** WORK REQUIRED **
The answer must be every line from the entries below that includes "correct".
BEGIN GIVEN DATA
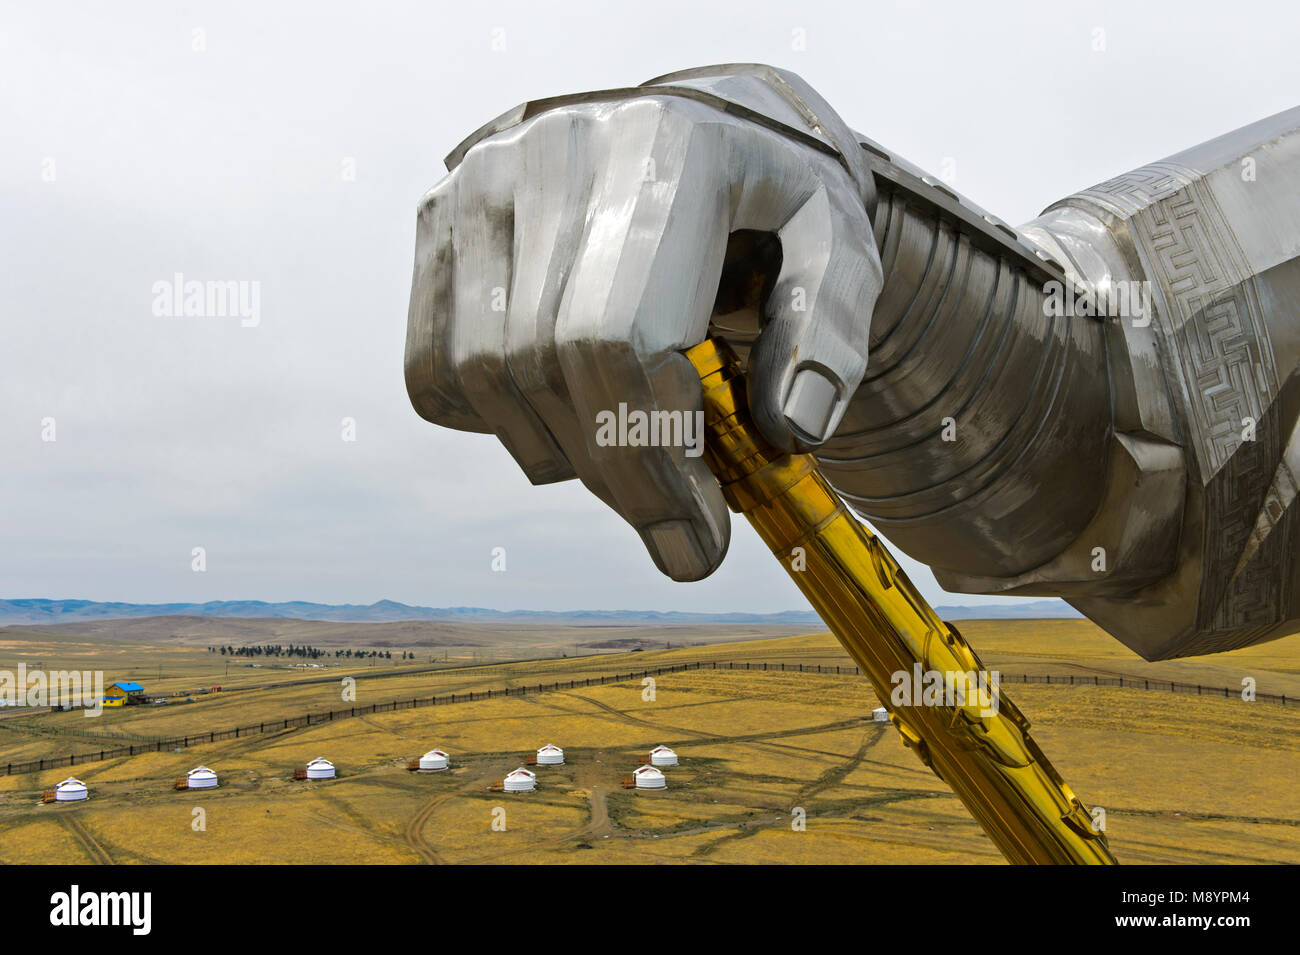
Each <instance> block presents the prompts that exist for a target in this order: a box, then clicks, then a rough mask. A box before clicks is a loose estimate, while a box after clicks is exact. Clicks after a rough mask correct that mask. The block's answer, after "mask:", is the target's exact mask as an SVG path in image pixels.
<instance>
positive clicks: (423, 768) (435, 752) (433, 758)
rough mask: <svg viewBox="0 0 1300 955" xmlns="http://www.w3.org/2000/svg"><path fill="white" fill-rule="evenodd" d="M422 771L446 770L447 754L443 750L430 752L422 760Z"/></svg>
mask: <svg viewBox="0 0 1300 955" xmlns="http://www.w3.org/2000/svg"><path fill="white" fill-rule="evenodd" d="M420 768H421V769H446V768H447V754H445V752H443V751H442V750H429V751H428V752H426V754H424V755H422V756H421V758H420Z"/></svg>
END GIVEN DATA
BEGIN GIVEN DATA
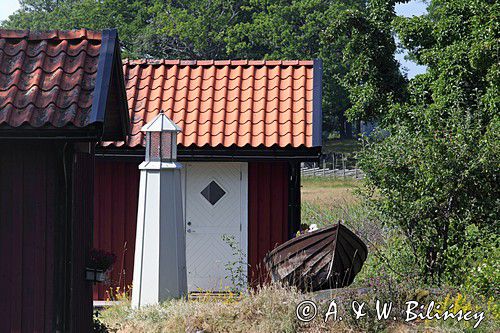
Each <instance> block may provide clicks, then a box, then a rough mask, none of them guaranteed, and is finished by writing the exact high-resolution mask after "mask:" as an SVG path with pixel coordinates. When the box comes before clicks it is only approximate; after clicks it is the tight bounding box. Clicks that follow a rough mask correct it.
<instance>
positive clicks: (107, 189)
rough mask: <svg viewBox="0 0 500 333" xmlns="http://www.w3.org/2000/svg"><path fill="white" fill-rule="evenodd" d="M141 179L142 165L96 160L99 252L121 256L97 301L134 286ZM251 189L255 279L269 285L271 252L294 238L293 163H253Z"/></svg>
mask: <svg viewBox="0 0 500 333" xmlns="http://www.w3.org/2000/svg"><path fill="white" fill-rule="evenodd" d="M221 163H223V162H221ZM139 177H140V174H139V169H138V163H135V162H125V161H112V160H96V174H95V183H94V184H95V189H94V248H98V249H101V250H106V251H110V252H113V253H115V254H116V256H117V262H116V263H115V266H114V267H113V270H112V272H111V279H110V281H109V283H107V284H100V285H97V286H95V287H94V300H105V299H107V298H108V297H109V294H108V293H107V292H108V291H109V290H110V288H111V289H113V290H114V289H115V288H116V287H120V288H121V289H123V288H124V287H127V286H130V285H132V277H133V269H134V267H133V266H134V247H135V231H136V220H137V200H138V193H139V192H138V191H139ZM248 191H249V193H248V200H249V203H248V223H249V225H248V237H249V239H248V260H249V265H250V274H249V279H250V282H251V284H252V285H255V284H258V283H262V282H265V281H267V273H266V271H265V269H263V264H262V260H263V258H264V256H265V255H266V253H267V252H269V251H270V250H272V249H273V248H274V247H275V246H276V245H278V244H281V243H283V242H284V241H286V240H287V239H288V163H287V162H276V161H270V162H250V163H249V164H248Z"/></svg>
END GIVEN DATA
BEGIN GIVEN DATA
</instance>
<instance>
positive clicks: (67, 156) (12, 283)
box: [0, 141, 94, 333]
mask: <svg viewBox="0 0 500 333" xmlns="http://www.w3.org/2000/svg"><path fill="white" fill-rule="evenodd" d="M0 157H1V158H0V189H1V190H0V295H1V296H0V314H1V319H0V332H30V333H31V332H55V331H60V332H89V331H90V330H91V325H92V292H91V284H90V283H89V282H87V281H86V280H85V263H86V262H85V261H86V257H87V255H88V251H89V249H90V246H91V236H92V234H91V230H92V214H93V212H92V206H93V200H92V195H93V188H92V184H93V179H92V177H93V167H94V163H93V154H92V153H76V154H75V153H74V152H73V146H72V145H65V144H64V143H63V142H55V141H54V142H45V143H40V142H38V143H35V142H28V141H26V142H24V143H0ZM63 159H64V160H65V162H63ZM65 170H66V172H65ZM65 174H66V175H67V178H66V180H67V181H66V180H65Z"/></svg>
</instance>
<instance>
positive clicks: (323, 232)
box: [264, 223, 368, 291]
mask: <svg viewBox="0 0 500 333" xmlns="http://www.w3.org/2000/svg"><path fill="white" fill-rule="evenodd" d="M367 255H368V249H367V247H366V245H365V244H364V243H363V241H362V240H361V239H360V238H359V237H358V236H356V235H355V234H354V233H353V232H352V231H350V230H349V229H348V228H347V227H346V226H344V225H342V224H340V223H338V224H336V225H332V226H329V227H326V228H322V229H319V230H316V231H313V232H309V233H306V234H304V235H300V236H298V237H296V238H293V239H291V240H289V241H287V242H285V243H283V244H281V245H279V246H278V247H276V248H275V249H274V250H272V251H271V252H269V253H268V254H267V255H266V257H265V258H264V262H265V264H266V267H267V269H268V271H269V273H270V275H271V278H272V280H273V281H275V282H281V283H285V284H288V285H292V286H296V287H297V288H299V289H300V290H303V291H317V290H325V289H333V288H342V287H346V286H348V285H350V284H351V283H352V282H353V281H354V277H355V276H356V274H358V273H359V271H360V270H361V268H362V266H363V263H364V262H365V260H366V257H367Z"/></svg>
END GIVEN DATA
** RESULT **
Each <instance> block presents the prompts that exist for a target in this order: a box, then clicks, then a rough mask. A box before clicks is a loose estimate, while a box after clicks is exact. Clicks after a rough mask correct that mask. The block's answer, after "mask:", is the target's exact mask as an SVG path in image pixels.
Each <instance> block may provide clicks, then a box, then a rough mask, none of them guaranteed, and is finished by writing the exact high-resolution mask after "mask:" as an SVG path with pixel coordinates. When the box comes before clicks it is only approximate; after clicks it is the tight bounding box. Clicks that follow a rough mask correct it.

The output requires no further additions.